Stated exercise
Exactly and only the lines from the one containing "One dot per instance of the side mirror" through the close of the entries below are to be set down.

==== Data entries

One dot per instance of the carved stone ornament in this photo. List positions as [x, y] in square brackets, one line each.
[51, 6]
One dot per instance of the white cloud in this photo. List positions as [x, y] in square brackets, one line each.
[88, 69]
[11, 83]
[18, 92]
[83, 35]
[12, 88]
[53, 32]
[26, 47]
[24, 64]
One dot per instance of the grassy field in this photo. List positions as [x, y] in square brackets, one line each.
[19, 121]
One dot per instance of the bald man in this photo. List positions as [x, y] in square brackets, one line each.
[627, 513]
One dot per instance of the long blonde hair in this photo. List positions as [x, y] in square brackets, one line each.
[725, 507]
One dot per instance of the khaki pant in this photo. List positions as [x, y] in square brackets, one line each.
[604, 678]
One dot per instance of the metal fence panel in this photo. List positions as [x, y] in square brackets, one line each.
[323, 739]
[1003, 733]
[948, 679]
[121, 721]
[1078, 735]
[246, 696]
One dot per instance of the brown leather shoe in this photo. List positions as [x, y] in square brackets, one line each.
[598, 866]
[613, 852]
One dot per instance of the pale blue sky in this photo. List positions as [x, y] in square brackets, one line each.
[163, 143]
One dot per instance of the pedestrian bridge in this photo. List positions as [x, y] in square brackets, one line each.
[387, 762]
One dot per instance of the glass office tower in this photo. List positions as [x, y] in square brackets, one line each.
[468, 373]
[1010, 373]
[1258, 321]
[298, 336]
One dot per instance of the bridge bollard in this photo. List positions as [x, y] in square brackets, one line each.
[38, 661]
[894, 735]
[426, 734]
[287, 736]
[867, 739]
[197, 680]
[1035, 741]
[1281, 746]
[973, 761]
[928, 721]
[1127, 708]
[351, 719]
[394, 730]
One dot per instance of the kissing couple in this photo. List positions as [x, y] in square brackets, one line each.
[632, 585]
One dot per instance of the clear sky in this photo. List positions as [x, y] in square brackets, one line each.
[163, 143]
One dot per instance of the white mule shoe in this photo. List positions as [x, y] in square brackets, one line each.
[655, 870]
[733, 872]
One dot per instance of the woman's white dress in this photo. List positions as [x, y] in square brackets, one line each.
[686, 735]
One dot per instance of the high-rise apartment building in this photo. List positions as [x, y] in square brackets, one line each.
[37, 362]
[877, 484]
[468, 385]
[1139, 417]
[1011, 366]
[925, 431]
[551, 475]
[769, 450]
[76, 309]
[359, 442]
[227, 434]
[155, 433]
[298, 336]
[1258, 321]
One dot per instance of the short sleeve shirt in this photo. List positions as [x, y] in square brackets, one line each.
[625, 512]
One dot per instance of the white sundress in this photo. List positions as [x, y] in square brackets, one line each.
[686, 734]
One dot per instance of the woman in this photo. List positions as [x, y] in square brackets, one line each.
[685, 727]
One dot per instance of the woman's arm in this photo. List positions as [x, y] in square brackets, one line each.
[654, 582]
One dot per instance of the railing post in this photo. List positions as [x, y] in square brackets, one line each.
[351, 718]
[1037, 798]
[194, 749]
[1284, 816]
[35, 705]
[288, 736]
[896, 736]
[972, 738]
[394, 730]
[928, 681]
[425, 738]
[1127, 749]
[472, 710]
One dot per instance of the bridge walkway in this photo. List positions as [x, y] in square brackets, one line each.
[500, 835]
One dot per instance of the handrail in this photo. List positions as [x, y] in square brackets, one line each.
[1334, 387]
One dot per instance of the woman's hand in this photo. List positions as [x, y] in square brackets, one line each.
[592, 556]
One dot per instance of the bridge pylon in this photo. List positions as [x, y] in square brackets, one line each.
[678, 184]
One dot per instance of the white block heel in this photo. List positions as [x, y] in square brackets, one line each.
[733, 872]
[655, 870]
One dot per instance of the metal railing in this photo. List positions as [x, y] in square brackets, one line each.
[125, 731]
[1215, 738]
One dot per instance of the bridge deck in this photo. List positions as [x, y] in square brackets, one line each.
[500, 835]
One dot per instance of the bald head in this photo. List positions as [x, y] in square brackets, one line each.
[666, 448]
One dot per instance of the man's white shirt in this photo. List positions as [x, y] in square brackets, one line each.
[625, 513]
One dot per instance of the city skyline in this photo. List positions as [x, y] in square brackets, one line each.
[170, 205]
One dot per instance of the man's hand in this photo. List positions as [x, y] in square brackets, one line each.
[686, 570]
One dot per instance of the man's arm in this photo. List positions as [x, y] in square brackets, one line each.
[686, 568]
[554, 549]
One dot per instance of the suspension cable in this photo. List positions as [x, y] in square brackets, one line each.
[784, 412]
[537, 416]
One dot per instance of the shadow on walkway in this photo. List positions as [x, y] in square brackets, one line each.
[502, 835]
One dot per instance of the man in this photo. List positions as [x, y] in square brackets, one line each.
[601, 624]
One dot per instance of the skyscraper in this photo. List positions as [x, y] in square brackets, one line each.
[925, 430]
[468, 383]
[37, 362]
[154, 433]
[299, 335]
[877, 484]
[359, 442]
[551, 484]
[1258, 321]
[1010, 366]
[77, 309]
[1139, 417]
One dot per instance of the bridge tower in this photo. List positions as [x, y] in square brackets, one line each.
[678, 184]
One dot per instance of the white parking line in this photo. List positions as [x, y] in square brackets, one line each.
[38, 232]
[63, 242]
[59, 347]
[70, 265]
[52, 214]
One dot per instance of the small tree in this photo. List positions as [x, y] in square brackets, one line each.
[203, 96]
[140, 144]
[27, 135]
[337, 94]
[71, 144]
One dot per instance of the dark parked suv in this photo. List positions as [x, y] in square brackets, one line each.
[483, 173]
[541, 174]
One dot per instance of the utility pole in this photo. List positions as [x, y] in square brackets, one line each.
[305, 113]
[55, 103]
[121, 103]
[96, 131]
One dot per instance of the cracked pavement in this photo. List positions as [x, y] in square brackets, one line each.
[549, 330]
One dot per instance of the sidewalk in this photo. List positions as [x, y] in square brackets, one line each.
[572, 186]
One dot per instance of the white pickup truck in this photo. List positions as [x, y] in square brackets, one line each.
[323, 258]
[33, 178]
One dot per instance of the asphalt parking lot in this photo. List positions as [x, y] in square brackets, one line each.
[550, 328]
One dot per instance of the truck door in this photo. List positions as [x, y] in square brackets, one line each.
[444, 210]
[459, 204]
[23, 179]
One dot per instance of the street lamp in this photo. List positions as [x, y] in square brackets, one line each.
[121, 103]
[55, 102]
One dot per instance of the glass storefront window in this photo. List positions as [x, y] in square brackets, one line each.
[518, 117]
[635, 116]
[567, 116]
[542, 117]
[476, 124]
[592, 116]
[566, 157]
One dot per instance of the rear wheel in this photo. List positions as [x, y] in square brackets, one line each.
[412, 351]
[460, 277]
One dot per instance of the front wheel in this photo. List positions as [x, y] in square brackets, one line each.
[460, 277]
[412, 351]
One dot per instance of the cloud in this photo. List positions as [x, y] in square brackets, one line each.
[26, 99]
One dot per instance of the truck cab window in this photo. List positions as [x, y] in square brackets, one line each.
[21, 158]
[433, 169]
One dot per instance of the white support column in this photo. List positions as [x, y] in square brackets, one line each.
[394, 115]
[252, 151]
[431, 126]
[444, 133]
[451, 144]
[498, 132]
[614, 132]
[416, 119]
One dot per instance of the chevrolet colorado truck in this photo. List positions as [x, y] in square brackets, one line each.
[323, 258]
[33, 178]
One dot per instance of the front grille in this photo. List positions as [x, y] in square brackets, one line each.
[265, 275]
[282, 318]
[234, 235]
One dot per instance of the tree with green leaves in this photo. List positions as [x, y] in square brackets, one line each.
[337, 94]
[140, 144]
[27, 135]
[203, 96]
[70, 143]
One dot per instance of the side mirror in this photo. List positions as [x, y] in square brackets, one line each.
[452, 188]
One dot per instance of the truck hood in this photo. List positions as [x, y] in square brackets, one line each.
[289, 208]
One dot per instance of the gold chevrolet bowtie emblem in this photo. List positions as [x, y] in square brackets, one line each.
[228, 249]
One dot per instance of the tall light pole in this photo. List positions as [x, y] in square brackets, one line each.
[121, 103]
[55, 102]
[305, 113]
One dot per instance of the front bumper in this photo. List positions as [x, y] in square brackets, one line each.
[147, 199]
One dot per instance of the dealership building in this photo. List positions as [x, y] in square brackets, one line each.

========

Solution to this exercise
One dot per instance of the side mirror in this photo. List positions as [x, y] in square brackets, one line each.
[452, 188]
One dot per instance of the truck hood in this photo. List positions as [x, y] in square brackets, one line each.
[289, 208]
One dot per instance of the gold chevrolet bowtie emblem in this photo. List positions as [x, y] in square brackets, one line each.
[228, 249]
One dot per instance of the tall light pole in this photo. List positions as [x, y] in square brackets, one line each.
[121, 103]
[55, 102]
[305, 113]
One dot per instance of the front bumper in this photo. List positions as [x, y] in square brackets, one line each.
[147, 199]
One dot per instance of the dealership building in this photo. List positions as [x, y] in square brackets, one line each.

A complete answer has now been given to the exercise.